**Instruction:** Pull out every line in the records below that contains the word "point", and copy each one unchanged.

**Data lines:**
——————
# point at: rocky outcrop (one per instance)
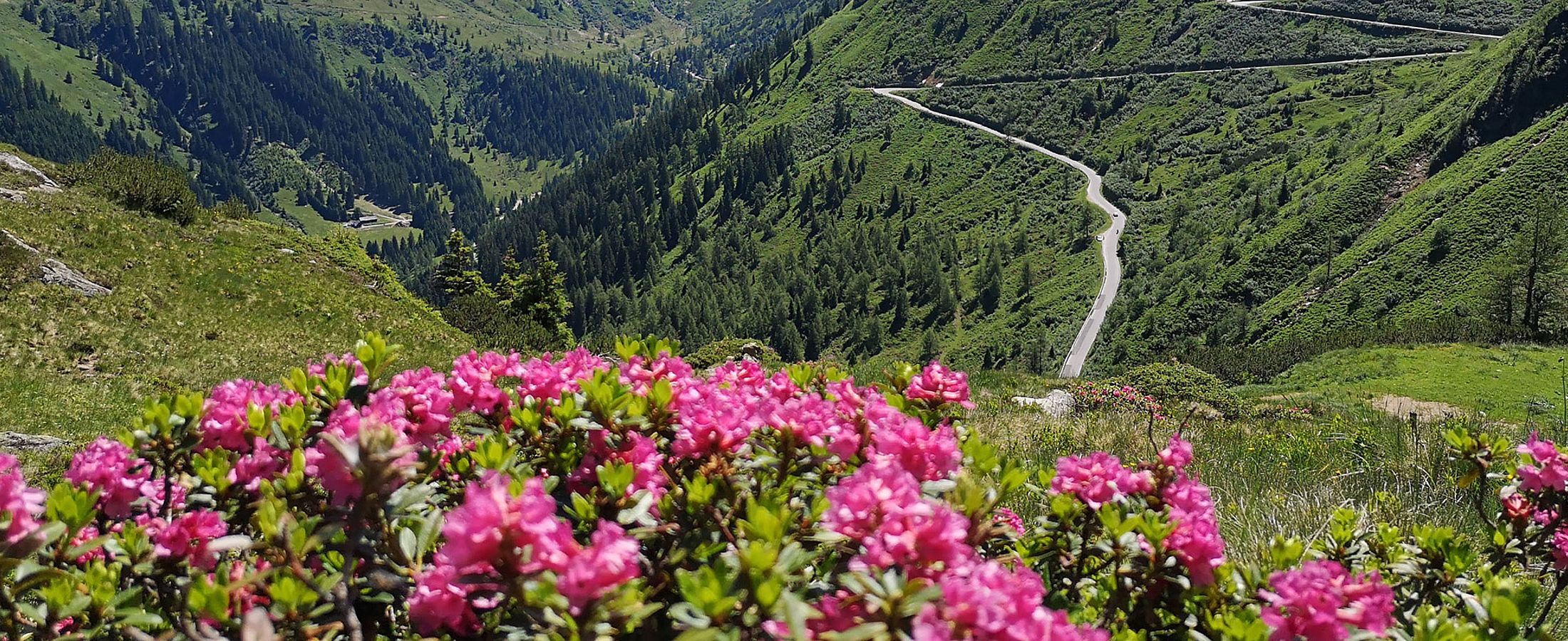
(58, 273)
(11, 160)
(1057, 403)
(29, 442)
——————
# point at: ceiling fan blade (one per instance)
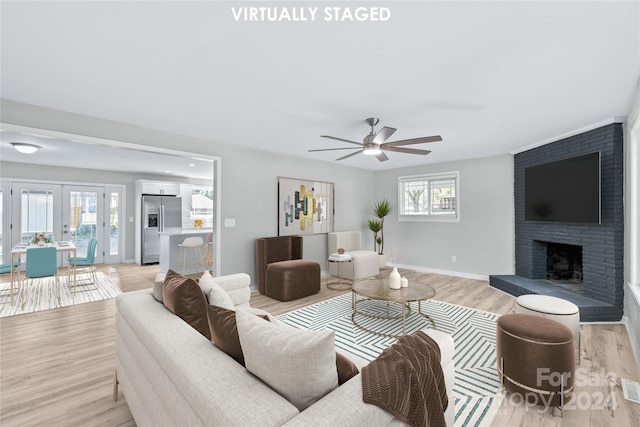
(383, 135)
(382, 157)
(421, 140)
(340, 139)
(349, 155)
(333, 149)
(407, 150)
——————
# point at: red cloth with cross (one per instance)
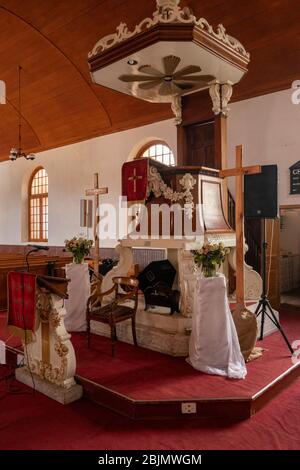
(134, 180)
——————
**Response below:**
# point at: rocky outcrop (one per instance)
# point at: ceiling fan blade (one per instance)
# point at: red cloth with cross (one per instance)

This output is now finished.